Scan the entries for the word "negative". Every line that has it should be copied.

**EXERCISE MATERIALS:**
━━━━━━━━

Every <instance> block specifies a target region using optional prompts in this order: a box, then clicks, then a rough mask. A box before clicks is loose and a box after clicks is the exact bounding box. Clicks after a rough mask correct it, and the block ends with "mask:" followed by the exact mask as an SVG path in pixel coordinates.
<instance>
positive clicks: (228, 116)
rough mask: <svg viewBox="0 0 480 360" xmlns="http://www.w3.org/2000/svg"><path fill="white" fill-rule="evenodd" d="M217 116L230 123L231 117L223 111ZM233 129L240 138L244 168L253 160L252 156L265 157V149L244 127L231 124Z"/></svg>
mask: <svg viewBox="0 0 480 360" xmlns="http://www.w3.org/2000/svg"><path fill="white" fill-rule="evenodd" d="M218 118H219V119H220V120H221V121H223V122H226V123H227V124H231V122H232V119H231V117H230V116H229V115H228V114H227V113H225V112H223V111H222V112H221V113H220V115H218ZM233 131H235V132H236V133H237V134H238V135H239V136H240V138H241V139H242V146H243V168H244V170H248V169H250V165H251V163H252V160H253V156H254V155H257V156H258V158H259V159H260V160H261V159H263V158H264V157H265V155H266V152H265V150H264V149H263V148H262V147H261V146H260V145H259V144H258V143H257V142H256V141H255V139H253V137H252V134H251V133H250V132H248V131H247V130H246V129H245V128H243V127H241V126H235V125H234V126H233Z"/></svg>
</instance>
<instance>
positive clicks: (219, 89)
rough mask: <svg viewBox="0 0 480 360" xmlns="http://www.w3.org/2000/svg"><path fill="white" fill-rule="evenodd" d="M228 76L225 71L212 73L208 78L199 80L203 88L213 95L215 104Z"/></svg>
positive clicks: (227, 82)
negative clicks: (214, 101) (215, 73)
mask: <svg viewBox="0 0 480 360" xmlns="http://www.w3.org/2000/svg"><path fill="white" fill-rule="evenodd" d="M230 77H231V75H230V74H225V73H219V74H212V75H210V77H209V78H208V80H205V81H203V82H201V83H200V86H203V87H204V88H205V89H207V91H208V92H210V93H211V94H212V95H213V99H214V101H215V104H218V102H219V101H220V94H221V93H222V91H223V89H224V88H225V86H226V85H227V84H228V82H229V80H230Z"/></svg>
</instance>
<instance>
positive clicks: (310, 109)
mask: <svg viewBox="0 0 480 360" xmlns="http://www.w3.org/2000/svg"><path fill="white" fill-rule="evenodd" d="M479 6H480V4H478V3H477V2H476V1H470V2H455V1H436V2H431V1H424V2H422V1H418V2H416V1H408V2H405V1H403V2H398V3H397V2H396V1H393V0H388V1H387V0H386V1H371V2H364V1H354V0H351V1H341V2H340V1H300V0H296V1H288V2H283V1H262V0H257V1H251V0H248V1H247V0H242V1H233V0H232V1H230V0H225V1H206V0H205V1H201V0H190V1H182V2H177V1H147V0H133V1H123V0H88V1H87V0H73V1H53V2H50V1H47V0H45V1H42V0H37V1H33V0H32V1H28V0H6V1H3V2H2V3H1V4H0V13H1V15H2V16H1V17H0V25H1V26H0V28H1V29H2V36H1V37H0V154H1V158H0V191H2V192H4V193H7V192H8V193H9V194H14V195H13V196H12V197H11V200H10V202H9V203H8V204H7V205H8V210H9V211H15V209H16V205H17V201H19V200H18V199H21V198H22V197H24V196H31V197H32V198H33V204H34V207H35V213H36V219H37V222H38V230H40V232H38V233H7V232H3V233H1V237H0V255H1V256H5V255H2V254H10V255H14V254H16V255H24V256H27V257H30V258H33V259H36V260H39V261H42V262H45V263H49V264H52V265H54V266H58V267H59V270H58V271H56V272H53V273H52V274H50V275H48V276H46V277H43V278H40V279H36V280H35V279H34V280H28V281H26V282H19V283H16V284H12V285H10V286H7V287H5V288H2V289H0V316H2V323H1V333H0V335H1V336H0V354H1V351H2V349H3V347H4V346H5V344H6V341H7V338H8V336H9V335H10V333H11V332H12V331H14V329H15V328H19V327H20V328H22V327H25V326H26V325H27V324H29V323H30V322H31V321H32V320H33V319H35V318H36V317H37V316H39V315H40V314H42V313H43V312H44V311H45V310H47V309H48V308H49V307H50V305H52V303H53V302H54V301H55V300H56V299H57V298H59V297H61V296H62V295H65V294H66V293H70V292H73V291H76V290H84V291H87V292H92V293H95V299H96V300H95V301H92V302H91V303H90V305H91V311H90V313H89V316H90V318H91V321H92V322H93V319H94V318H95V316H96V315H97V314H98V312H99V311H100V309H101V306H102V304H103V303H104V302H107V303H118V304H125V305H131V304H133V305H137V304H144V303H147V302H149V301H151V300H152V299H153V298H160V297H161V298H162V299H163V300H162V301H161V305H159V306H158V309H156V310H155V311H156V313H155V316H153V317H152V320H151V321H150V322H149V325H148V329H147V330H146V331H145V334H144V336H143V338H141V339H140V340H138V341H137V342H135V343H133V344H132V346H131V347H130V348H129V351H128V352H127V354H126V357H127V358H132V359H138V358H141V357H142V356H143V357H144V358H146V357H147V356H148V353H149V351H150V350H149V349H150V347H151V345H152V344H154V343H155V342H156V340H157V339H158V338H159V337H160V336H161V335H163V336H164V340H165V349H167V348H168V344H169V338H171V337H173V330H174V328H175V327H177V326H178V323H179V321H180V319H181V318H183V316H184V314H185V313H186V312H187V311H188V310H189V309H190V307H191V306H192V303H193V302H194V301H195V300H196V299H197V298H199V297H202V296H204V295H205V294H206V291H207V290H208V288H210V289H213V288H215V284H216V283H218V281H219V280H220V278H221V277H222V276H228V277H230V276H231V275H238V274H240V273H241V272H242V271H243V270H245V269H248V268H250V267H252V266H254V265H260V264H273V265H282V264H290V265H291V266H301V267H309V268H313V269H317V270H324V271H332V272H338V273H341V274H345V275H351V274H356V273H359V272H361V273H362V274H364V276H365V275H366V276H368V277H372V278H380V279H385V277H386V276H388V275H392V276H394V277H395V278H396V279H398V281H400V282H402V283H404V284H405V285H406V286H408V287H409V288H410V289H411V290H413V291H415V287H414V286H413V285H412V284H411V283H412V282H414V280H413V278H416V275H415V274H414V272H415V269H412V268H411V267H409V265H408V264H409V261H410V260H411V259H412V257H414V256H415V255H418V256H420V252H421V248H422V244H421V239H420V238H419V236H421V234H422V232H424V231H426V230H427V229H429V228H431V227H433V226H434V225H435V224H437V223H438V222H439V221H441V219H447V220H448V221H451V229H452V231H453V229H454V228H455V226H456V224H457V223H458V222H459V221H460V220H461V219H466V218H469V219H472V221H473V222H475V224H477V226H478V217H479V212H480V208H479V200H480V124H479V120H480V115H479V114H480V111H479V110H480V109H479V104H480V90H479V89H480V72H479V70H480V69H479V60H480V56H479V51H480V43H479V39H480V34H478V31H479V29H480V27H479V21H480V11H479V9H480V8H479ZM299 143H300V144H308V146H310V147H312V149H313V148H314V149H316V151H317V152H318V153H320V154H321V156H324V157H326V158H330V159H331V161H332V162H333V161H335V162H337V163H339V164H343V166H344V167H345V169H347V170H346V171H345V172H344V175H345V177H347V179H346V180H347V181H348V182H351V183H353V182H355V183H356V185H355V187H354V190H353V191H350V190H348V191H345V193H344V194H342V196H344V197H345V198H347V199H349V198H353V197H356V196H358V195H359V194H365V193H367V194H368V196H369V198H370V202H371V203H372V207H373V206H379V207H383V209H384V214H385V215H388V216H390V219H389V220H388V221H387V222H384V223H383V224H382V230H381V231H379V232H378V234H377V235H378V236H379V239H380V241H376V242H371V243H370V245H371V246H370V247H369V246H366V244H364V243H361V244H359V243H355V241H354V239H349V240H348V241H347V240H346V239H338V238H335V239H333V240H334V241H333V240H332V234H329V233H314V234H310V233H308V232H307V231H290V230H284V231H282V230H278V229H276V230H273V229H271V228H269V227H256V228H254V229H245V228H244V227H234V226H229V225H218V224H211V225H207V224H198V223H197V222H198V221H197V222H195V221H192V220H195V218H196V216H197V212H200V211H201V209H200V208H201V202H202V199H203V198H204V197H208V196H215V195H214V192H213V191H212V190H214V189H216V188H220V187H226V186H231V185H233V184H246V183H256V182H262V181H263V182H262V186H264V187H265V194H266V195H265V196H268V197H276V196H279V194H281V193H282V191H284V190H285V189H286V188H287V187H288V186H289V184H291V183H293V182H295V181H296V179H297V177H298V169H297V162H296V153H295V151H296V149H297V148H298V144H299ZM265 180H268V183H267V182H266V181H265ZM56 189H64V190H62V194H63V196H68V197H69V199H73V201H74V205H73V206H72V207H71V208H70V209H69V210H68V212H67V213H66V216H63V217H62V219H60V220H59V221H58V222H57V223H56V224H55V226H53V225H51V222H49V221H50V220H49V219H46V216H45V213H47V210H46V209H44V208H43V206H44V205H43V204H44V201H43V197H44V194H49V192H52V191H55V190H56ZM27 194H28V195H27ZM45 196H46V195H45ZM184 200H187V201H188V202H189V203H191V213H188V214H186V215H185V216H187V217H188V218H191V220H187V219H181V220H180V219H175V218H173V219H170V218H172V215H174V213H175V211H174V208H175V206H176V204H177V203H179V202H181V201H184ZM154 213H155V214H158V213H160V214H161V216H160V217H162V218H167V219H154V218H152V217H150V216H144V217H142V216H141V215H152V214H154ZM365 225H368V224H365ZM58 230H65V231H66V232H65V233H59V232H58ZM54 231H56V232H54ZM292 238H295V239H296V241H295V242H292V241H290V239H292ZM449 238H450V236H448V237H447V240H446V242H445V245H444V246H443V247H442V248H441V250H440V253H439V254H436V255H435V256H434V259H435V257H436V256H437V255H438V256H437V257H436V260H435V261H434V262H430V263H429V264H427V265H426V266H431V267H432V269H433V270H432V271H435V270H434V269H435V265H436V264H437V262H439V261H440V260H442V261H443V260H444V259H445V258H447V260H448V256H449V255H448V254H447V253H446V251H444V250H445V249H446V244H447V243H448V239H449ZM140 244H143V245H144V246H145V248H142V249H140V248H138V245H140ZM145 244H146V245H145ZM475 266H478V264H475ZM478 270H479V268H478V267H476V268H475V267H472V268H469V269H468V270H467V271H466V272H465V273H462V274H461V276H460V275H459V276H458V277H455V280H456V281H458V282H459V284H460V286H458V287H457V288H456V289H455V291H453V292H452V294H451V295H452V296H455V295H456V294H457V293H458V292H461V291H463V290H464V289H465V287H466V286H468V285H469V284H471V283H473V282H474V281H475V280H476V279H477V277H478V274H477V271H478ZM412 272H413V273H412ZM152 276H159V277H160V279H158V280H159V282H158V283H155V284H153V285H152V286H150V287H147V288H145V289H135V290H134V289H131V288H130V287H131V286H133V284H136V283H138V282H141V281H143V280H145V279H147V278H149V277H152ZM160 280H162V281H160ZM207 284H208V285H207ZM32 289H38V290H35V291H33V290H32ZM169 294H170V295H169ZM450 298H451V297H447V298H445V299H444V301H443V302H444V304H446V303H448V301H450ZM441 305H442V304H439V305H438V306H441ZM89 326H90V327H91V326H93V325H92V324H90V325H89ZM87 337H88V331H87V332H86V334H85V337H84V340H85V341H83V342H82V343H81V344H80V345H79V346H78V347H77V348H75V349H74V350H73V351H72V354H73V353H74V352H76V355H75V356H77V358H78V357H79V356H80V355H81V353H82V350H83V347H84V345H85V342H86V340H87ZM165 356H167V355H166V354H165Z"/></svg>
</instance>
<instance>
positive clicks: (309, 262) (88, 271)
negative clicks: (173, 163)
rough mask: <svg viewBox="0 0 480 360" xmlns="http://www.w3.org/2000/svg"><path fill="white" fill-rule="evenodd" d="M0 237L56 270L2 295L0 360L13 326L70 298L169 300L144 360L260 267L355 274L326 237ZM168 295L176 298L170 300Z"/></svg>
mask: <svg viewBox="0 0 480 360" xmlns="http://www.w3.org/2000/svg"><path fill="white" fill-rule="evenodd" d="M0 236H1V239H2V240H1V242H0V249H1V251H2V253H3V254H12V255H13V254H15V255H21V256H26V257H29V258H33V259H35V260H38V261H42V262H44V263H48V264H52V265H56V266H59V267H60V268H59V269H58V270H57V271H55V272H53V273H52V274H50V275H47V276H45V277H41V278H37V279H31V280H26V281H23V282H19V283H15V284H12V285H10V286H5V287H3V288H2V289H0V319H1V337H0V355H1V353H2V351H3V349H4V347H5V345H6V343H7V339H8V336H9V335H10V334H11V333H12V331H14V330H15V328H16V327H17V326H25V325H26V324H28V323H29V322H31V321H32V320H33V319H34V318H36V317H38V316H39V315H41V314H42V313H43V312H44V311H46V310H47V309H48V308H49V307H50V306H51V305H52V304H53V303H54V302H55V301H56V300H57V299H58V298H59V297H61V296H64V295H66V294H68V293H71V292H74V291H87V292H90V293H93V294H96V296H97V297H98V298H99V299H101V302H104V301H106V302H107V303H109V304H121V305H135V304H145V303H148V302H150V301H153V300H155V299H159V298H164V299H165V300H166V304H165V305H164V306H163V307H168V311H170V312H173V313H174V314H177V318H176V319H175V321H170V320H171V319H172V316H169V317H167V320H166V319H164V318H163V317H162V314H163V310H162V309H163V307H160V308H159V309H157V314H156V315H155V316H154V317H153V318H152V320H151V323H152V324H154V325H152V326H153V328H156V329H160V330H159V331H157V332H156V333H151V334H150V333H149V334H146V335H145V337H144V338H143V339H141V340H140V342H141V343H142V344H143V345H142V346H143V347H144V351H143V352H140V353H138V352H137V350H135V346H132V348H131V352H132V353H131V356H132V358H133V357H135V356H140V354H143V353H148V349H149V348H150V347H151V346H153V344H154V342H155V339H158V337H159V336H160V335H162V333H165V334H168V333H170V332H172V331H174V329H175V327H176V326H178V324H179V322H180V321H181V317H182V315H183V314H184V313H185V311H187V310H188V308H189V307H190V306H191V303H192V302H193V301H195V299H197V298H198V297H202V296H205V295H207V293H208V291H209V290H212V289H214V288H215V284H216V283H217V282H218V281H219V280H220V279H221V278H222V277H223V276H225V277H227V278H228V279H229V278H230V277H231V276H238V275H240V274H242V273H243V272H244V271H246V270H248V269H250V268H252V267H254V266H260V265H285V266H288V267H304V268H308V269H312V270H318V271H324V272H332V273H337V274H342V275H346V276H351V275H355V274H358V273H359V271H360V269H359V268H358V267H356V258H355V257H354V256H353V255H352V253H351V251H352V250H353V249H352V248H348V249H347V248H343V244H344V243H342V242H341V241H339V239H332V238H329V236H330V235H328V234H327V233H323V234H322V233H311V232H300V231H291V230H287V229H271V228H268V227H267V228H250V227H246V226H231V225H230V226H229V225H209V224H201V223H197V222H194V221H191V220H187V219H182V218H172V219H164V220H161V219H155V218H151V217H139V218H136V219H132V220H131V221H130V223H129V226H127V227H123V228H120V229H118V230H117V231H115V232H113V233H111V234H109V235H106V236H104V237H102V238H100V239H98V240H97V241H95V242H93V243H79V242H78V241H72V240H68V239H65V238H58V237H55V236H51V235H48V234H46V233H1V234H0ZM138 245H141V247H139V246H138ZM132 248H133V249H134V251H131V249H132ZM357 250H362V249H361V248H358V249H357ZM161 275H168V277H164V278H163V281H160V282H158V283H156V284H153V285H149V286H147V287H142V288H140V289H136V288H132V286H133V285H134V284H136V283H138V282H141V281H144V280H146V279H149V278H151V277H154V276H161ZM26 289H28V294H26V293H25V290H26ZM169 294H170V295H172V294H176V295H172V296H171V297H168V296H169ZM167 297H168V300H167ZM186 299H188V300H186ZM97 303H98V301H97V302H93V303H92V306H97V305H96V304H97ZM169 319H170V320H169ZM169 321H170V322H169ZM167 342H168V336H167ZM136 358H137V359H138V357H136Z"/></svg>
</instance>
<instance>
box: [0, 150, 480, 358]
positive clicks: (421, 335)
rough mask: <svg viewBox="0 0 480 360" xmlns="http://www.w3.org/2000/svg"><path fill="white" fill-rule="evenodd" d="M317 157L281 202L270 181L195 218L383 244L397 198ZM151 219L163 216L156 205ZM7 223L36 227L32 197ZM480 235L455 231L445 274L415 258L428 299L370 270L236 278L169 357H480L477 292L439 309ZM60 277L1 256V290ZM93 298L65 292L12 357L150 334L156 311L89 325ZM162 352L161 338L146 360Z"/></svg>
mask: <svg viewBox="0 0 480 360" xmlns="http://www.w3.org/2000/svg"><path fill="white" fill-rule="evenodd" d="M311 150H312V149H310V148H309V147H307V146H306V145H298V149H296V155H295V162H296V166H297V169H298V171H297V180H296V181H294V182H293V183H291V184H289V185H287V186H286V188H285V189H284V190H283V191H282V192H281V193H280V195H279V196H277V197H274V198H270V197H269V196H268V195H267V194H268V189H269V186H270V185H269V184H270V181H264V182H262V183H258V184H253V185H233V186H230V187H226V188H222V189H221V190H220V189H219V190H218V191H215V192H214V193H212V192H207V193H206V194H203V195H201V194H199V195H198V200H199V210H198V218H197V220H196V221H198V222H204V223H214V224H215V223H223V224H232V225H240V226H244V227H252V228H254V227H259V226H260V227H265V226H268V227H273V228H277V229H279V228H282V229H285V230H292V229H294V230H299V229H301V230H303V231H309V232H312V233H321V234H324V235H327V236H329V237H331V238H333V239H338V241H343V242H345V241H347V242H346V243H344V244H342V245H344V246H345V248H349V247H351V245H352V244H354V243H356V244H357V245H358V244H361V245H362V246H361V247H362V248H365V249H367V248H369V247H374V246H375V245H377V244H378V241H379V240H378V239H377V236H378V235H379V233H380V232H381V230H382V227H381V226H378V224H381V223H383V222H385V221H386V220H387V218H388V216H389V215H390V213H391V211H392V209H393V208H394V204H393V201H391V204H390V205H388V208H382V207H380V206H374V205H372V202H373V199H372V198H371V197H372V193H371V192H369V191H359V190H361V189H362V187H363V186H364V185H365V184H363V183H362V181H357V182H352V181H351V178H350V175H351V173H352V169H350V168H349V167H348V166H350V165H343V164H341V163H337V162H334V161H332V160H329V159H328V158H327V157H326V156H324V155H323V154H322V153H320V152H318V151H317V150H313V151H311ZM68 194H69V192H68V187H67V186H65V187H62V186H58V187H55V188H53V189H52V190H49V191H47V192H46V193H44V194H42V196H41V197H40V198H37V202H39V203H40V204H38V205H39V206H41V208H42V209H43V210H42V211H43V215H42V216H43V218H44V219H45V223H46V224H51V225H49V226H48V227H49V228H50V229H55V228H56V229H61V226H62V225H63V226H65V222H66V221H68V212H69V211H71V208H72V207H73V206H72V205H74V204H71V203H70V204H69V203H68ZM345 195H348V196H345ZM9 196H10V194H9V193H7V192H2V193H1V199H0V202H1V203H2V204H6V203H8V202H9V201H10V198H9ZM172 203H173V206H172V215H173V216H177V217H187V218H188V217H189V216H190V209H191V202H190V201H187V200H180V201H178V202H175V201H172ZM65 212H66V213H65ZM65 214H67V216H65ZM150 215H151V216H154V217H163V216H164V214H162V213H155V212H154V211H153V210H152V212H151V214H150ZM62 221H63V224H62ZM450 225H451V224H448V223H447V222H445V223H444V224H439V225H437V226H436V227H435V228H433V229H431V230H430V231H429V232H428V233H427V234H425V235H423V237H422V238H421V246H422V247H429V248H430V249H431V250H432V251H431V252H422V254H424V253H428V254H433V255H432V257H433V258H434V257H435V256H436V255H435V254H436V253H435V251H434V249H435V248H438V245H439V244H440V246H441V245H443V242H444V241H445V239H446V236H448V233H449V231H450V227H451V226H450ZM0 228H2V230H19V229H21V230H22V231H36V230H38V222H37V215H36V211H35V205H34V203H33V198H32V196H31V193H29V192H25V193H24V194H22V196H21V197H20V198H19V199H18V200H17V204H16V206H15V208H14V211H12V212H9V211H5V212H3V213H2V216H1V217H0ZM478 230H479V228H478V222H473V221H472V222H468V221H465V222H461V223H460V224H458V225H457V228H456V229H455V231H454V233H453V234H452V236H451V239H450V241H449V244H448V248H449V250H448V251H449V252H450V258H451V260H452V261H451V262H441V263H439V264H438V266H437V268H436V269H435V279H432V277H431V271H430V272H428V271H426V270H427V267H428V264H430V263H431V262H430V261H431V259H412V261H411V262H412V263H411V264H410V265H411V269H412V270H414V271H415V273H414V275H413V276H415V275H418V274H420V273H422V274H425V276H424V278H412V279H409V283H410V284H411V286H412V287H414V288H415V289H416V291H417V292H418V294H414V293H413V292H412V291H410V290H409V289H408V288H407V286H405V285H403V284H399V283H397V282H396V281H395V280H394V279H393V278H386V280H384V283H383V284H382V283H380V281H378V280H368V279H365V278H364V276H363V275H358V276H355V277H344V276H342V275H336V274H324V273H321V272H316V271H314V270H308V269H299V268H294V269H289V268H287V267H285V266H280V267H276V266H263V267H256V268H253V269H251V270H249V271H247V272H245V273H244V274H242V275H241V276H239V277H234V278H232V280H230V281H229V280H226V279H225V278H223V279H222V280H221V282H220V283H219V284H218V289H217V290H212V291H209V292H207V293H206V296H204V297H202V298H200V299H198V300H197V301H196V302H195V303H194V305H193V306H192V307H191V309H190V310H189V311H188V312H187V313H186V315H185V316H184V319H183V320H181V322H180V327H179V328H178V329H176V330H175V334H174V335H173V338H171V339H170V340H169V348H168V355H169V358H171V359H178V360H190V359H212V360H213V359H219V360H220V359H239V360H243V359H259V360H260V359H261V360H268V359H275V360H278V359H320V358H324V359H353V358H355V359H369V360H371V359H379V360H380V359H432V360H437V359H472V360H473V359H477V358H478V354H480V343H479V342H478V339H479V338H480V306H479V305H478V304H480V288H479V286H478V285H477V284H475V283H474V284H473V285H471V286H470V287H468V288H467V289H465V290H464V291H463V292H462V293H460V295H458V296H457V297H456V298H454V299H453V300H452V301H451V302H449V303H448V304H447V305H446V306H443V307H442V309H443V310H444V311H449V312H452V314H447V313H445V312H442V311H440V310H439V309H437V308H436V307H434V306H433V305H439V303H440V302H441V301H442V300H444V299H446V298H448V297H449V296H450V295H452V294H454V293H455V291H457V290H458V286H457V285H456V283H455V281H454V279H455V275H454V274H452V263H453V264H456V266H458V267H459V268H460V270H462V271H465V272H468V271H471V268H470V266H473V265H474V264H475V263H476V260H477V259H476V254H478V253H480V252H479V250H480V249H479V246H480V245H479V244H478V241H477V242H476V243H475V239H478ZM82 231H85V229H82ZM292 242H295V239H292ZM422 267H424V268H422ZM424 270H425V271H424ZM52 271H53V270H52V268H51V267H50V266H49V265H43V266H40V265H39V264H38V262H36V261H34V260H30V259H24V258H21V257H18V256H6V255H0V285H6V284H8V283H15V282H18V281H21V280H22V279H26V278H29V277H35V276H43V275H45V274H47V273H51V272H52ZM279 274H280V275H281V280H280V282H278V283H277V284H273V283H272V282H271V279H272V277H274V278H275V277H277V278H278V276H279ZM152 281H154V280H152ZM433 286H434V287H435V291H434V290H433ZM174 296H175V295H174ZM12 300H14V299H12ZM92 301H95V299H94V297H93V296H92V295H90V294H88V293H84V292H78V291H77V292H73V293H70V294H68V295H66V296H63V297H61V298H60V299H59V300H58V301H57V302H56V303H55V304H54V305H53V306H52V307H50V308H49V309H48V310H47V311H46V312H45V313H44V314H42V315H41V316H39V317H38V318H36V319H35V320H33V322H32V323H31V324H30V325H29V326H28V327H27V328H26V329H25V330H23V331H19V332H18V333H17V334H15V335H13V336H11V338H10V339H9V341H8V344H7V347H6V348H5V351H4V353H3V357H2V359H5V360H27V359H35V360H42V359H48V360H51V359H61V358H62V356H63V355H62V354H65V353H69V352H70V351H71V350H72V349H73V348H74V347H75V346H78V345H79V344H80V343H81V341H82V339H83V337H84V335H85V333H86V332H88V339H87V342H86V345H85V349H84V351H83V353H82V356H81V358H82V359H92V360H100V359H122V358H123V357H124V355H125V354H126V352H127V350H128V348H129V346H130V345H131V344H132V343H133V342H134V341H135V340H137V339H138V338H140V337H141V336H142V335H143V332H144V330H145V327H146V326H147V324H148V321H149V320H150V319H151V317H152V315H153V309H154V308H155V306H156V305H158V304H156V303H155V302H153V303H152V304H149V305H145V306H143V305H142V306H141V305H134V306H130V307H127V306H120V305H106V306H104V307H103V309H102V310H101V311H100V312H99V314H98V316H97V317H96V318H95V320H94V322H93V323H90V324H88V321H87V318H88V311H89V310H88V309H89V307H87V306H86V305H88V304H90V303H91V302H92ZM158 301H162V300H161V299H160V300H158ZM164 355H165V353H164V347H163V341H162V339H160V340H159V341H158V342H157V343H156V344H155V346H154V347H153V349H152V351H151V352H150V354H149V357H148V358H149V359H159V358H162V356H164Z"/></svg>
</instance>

━━━━━━━━

**TASK OUTPUT:**
negative clicks: (214, 101) (215, 73)
negative clicks: (173, 163)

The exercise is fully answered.